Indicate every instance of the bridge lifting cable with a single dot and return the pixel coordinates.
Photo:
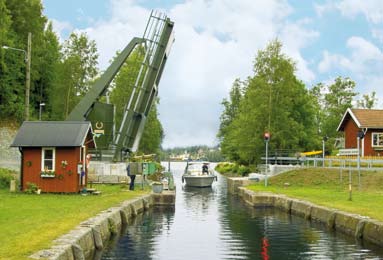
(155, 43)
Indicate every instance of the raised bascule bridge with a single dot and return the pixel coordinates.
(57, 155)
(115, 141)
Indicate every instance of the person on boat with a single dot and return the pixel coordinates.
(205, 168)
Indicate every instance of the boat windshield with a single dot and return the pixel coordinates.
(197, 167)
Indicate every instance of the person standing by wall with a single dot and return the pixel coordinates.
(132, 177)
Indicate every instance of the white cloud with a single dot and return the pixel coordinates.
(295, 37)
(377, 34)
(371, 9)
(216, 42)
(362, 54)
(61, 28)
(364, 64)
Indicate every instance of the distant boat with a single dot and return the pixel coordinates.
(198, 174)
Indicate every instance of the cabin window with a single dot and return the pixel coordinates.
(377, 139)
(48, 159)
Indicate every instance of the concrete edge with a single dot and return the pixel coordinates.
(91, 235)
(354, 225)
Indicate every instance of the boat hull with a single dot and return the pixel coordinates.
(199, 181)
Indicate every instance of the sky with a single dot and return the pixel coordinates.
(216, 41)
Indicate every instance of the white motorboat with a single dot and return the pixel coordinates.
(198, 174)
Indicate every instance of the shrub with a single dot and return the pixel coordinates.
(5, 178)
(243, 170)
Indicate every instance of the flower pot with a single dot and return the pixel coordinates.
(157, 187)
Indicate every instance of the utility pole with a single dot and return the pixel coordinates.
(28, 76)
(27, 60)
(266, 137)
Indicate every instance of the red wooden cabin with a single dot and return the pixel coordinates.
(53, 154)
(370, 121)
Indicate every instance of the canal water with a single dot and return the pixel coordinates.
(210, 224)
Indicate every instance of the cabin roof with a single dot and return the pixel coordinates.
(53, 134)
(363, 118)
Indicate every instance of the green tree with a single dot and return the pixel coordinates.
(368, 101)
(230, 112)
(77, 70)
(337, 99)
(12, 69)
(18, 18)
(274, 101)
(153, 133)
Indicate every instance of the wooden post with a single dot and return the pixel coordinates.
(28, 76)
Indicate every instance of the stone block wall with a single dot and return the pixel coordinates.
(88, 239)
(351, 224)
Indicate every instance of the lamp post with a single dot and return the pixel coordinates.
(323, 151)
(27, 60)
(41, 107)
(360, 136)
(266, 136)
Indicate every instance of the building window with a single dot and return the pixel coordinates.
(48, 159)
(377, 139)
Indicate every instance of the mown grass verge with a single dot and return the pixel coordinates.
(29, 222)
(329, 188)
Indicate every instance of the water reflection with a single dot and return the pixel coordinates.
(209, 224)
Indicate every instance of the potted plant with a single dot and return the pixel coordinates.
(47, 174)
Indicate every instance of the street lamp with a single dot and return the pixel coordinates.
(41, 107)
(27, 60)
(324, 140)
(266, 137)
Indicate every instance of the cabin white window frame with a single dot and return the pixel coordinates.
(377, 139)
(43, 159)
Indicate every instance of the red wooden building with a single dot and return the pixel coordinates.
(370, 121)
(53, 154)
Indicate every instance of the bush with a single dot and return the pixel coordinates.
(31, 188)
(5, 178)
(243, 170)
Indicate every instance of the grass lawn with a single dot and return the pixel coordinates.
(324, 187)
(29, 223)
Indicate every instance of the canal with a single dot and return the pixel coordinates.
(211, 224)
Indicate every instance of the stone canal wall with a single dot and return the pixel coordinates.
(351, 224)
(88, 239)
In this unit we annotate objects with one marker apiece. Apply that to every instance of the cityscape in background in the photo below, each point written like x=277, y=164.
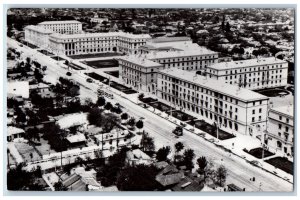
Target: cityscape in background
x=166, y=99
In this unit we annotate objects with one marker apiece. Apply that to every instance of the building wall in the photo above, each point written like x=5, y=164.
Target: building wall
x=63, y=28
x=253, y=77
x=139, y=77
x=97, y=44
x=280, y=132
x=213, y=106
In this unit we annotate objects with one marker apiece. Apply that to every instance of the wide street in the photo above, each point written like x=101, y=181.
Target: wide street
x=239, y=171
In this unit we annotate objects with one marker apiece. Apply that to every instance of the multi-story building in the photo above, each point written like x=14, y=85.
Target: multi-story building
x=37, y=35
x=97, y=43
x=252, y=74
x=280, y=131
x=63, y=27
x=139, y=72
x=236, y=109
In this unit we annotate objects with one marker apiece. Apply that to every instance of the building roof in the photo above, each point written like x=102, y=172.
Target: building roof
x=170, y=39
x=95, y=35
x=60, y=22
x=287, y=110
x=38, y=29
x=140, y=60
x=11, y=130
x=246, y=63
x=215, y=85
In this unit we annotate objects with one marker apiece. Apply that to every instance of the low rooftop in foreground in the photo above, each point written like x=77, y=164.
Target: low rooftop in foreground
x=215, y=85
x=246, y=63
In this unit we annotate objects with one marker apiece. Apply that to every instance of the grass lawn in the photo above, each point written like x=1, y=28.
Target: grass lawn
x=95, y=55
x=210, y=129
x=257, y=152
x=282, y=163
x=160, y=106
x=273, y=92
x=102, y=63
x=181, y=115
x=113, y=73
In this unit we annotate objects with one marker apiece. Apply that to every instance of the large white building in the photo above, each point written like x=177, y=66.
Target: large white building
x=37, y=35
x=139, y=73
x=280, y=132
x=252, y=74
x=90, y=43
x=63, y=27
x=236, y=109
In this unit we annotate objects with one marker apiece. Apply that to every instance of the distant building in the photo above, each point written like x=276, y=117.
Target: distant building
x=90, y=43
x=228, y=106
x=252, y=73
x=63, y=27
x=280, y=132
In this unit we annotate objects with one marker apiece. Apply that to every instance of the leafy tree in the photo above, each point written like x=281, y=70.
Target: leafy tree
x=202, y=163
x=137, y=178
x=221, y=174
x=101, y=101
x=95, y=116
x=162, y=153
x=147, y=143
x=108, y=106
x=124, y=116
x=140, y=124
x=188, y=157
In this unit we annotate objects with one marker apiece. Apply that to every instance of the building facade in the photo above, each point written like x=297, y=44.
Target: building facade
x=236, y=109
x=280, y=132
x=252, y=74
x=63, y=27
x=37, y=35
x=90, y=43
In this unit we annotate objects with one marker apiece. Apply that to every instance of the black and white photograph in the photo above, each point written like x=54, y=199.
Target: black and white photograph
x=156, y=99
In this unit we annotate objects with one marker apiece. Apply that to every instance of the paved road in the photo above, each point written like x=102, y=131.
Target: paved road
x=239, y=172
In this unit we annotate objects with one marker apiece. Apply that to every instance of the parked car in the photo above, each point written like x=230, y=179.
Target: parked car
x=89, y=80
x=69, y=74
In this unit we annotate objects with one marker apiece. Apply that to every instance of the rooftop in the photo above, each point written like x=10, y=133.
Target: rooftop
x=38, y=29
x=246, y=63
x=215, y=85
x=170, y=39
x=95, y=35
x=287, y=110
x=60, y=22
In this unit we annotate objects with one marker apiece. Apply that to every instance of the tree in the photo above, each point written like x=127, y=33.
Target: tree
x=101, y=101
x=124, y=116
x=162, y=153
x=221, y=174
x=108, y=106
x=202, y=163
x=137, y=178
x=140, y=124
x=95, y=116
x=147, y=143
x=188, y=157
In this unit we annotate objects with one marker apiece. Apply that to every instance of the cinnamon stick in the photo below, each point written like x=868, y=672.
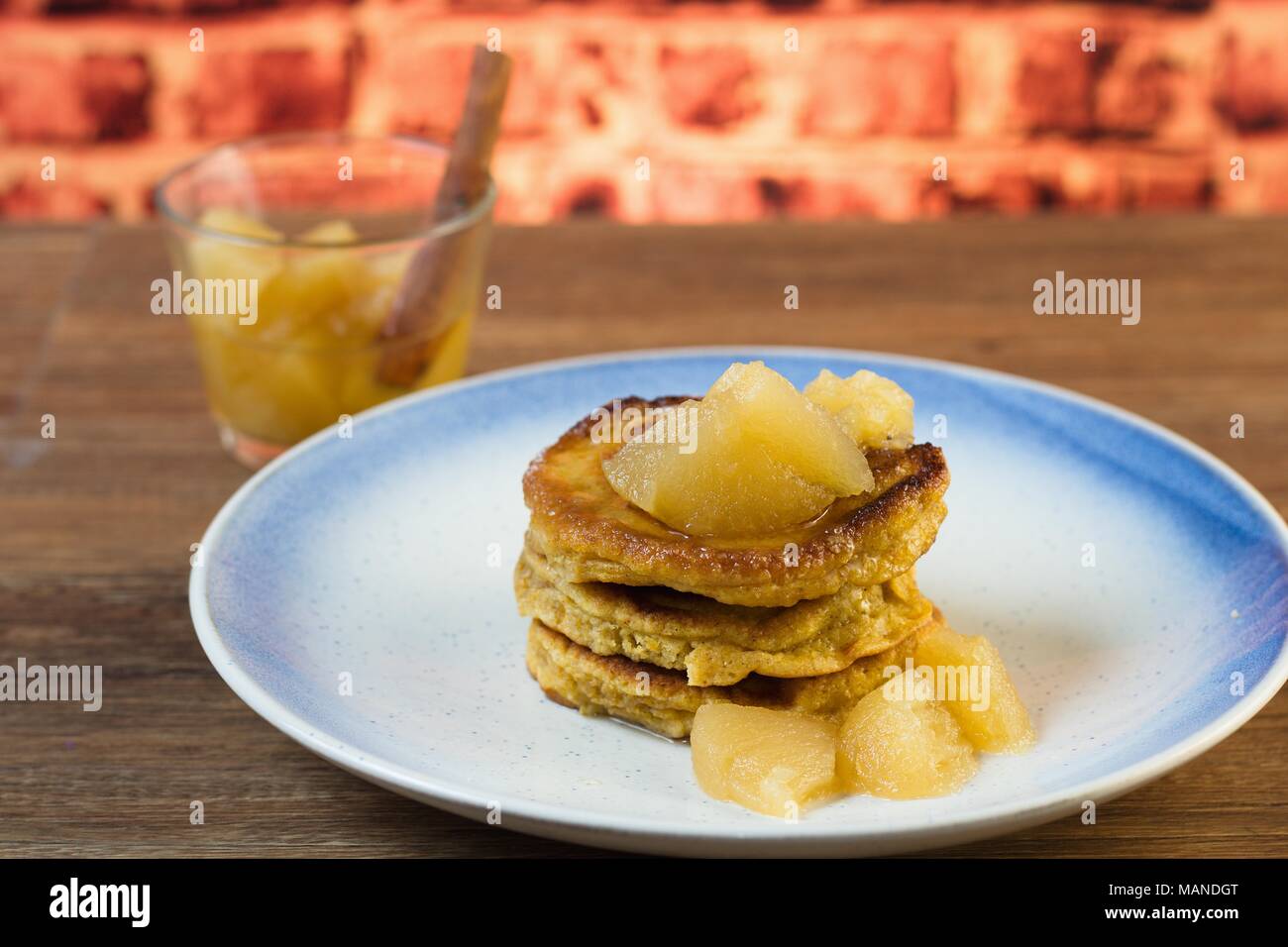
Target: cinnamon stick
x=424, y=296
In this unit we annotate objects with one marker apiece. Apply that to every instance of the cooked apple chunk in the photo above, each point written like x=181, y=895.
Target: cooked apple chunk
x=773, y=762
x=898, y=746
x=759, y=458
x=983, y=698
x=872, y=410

++++

WORK INSTRUCTION:
Using the entries above, output exactly the lines between the line holding "Indicate every instance of the canal with" and the line holding "like x=277, y=164.", end lines included, and nothing more.

RESPONSE:
Indicate every instance of the canal with a single dot and return the pixel coordinates.
(211, 224)
Indicate every instance of the stone canal wall with a single dot and return the pixel coordinates.
(351, 224)
(88, 239)
In this unit we annotate objects with one marker apiece. Apply that to every instance of the cityscape in background in the photo below, each point written like x=277, y=164.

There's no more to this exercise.